Problem to work on = Return, from the data below, each line that contains the word "wall".

=== Begin Enclosure ===

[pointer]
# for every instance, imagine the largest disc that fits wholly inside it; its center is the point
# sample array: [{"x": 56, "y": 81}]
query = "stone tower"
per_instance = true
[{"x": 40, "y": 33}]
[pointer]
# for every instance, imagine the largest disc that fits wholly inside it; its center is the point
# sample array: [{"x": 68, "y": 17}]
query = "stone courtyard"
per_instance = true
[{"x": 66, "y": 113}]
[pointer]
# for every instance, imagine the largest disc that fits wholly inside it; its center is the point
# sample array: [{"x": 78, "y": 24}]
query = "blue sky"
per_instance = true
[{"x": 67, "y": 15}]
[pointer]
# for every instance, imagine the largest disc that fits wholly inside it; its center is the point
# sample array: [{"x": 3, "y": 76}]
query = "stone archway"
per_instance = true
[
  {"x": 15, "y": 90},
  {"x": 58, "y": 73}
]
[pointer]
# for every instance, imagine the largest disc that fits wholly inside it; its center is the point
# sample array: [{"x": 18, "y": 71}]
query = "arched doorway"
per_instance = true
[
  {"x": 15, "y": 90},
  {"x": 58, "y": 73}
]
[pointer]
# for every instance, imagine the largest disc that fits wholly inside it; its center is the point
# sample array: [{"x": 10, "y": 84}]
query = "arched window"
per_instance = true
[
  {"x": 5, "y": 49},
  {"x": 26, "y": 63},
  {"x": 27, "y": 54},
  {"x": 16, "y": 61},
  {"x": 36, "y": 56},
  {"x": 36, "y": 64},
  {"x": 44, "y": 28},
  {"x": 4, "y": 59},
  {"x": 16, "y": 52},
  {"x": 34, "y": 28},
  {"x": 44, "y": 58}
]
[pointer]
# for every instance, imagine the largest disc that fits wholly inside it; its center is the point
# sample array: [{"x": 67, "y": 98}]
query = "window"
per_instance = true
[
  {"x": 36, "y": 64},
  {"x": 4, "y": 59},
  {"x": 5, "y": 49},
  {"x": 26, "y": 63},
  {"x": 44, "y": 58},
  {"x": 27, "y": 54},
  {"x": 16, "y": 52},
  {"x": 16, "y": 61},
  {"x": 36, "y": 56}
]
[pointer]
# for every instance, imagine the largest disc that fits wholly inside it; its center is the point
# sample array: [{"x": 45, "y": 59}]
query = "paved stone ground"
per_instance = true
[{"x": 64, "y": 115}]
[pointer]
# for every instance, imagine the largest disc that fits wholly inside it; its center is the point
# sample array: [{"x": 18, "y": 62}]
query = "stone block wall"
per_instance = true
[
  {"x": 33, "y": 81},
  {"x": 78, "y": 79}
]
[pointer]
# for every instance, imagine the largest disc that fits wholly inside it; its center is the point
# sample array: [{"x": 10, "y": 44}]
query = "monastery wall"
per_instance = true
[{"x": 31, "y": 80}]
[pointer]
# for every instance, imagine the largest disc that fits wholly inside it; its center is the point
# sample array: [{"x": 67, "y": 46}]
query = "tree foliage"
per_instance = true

=== End Enclosure ===

Exercise response =
query = "stone block wall"
query = "monastery wall"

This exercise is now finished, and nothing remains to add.